Entries from a pointing dataset:
######
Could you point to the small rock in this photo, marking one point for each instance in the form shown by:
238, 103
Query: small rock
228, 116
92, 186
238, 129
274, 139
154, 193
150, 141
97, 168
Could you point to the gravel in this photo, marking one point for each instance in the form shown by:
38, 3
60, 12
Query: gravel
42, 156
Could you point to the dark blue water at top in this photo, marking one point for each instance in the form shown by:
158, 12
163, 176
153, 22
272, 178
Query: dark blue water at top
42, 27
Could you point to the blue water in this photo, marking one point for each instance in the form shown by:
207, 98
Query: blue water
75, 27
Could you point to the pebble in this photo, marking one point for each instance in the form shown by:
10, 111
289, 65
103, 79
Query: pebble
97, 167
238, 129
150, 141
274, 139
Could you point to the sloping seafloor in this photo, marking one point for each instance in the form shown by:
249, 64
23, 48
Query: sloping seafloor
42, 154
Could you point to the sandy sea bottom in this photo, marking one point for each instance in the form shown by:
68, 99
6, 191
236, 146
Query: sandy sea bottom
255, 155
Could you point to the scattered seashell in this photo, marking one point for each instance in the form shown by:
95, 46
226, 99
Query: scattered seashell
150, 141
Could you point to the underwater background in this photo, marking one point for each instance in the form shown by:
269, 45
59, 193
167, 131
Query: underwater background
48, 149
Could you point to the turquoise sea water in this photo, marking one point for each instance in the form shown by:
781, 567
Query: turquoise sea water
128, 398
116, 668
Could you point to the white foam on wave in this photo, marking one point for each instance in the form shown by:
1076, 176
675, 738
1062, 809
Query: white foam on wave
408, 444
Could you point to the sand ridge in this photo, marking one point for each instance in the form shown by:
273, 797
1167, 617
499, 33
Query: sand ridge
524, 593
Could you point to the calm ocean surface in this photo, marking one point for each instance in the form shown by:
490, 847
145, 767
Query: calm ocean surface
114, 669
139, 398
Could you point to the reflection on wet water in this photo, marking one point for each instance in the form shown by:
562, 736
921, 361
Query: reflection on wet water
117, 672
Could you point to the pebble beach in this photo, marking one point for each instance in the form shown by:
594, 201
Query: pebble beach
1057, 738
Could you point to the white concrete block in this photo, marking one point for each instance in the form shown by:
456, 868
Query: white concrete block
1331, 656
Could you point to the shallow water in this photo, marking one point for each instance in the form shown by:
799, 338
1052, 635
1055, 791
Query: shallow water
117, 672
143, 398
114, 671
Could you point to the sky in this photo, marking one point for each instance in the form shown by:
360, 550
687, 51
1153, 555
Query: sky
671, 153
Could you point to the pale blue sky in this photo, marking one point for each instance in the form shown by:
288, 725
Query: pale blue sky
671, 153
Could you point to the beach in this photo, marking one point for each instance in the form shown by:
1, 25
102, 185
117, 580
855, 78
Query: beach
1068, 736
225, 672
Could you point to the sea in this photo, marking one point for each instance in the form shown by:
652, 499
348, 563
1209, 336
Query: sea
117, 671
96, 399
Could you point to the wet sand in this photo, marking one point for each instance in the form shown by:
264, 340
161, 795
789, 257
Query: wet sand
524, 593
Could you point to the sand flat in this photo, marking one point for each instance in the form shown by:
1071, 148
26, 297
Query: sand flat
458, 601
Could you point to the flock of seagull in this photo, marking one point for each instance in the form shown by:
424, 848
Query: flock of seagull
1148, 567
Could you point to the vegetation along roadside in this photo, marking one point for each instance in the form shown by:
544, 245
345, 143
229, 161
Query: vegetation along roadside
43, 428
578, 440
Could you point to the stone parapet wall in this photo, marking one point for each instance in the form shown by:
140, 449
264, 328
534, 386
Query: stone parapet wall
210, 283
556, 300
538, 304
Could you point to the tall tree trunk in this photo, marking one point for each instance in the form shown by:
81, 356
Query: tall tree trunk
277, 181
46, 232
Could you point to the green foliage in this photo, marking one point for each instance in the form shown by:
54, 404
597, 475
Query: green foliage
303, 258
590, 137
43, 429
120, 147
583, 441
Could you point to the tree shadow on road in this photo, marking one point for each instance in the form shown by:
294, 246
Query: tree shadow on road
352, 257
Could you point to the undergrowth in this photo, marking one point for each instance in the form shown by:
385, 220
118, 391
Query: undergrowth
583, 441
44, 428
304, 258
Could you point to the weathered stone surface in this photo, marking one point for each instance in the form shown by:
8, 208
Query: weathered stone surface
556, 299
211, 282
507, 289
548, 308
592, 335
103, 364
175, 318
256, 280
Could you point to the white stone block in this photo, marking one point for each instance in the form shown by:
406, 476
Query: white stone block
######
• THE EXERCISE
Reproduce all of the lines above, swapping every occurrence of "marking" for "placing" and leaving everything else unchanged.

• RESPONSE TO THE TASK
Could you point to the small rock in this photo, placing one point for each instance in the form shown by:
238, 103
Query: small rock
228, 116
92, 186
238, 129
274, 139
154, 193
150, 141
97, 168
Could you point to the gravel in this photo, placing one point for each instance in the form shown by:
38, 3
60, 12
Query: gravel
42, 156
Could you point to the dark blue water at top in this photo, placing one point for each instance in the form shown by:
158, 12
163, 176
153, 22
272, 178
Query: dark blue water at top
42, 27
Could you point to the blue water in this photo, placing one point for each instance in the form shown by:
207, 98
Query: blue water
75, 27
Could you point to the pebble in this photo, placing one point for each instance in the form shown by:
10, 111
289, 65
103, 79
Query: pebble
97, 167
238, 129
150, 141
274, 139
Could you point to the sloping seafloor in this photo, placing one point for each instance in the form shown by:
249, 64
23, 48
Query: sloping seafloor
42, 154
Could you point to the sandy sea bottom in this photo, placing one point for each instance in the form shown by:
68, 99
6, 191
236, 146
Query: sandy sea bottom
255, 155
Could you point to the scattered seashell in this photo, placing one point for each instance in the form shown by:
95, 46
226, 99
Query: scattered seashell
150, 141
Could you point to the underwater background in this photo, placing one point for each instance in the form shown by:
269, 45
59, 193
167, 131
Query: underwater background
48, 149
Could you point to the turquoise sea water in this photo, placing one point for each instance in the form shown by:
781, 567
Query: turquoise sea water
128, 398
116, 668
Could you point to the white foam on wave in this photo, placing one point for each instance in the form shown by:
1076, 176
675, 738
1062, 809
Query: white foam on wave
408, 444
Could you point to the sand ridge in this photo, placing one point for each instance in the form shown by:
273, 797
1167, 617
499, 33
Query: sand ridge
524, 593
Could you point to the calm ocean surface in this photo, placing one point for each instance in the form shown by:
490, 847
145, 767
Query: calm ocean surface
114, 669
139, 398
Could you point to the reflection on wet water in this photo, placing one point for each instance in the form shown by:
562, 736
921, 361
Query: reflection on wet water
117, 672
Could you point to the pebble beach in this photo, placing one point for each instance in the form shown by:
594, 201
Query: pebble beach
1057, 738
Could you point to the white concrete block in this photo, placing one point for each instance in the form shown by:
456, 868
Query: white concrete block
1331, 656
Could you point to the shallow water in this photo, placing one point for each instance in the form shown by:
799, 338
1052, 635
1055, 791
Query: shallow water
117, 672
143, 398
114, 671
Could you point to the sky in this photo, placing one point for each instance in the form shown by:
360, 550
687, 51
1153, 555
Query: sky
671, 153
Could you point to the pale blue sky in this photo, placing one point for each instance in the form shown by:
288, 725
Query: pale blue sky
671, 153
Could you point to the beach in this photo, placing one point for each instance in the form shown by:
1, 25
102, 185
117, 580
855, 78
Query: beach
1068, 736
225, 672
Could you point to the sea in this photo, placing one point for each instance in the form shown by:
652, 499
348, 563
1209, 336
Query: sea
117, 671
96, 399
Could you point to the wet sand in this photo, placing one point for each instance in the form shown by:
264, 340
161, 795
789, 257
Query: wet sand
524, 593
Could you point to the sand flat in this photo, placing one point for each instance in the form shown by:
1071, 148
26, 297
Query: sand flat
458, 601
Could you point to the flock of seagull in this photo, placing one point for each instance in the form shown by:
424, 848
Query: flock of seagull
1148, 567
Could you point to the vegetation along roadside in this photo, placing one point for each instance in the form shown by:
544, 245
345, 143
229, 161
Query: vegetation along roadside
43, 428
578, 440
Could you point to the stone parapet wall in this photo, placing one point for each instance in the form shown by:
140, 449
264, 328
534, 386
Query: stone parapet wall
210, 283
556, 300
538, 304
Could you point to the tall tree trunk in this photo, placing one point for each instance in the form shown by:
81, 356
Query: tall tree trunk
277, 181
46, 232
Could you point to the green foliage in this photo, placing one point for each instance in the form shown by:
54, 404
597, 475
Query: green foliage
303, 258
590, 137
43, 429
120, 147
583, 441
Could you point to the tree shadow on road in this photo, placing one point for each instance in the form shown by:
294, 246
Query: tree shadow on road
352, 257
Could you point to the undergrowth in this photo, placing one point for each instance in the form shown by:
385, 220
118, 391
Query: undergrowth
583, 441
44, 428
304, 258
Could you point to the weathered stone surface in this photo, placing one point for each instance in the form shown by:
8, 208
Query: weathered stone surface
556, 299
211, 282
507, 289
548, 308
592, 335
103, 364
175, 318
256, 280
Could you point to the white stone block in this photo, placing one point for each instance in the form shown by:
406, 476
Query: white stone block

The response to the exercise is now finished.